In my grandmother Eva's kitchen in Kent, the word for potato was always Erdäpfel. Earth apple. Not Kartoffel, which is what the Germans say, and certainly not potato. Gretel would correct me gently if I forgot, the way she corrected anything that drifted too far from Vienna.
Erdäpfelknödel are the quietest kind of cooking. You boil potatoes, rice them while they're still hot, work in a little flour and egg, and shape the dough into round dumplings the size of a tennis ball. Then you poach them in salted water until they float. That's it. The whole dish depends on feel. Too much flour and the Knödel are dense and gummy. Too little and they dissolve in the pot. Gretel always said the dough should feel like a baby's cheek, soft but holding together, and you had to trust your hands more than any measurement.

******************************

**What you will do**
1. Decide whether each statement agrees with the dumpling passage, answering yes or no and quoting the deciding words: (a) Kartoffel is the word Germans use for potato. (b) The dumplings are poached in salted water until they sink. (c) Using too little flour makes the Knödel dense.
2. According to the dumpling passage, how large should the dumplings be shaped?
3. Set down the part of the dumpling passage that begins at the words "Erdäpfelknödel are the" and stops after "than any measurement.".

[Data records]
******************************

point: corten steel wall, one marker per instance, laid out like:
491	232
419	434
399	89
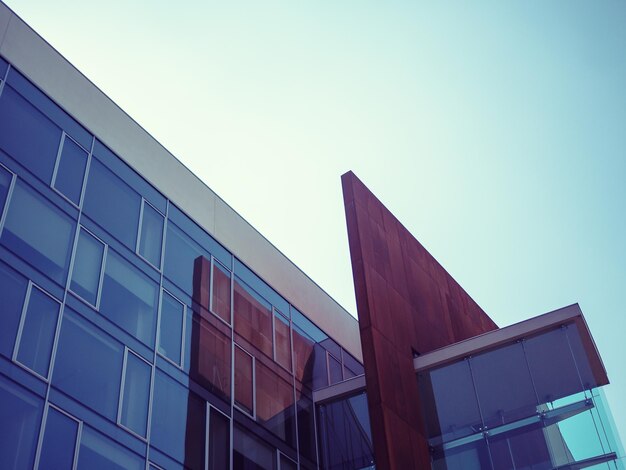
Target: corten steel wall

******************************

**Solutions per task**
1.
(a) Yes: "Not Kartoffel, which is what the Germans say"
(b) No: "Then you poach them in salted water until they float."
(c) No: "Too little and they dissolve in the pot."

2. The size of a tennis ball.

3.
Erdäpfelknödel are the quietest kind of cooking. You boil potatoes, rice them while they're still hot, work in a little flour and egg, and shape the dough into round dumplings the size of a tennis ball. Then you poach them in salted water until they float. That's it. The whole dish depends on feel. Too much flour and the Knödel are dense and gummy. Too little and they dissolve in the pot. Gretel always said the dough should feel like a baby's cheek, soft but holding together, and you had to trust your hands more than any measurement.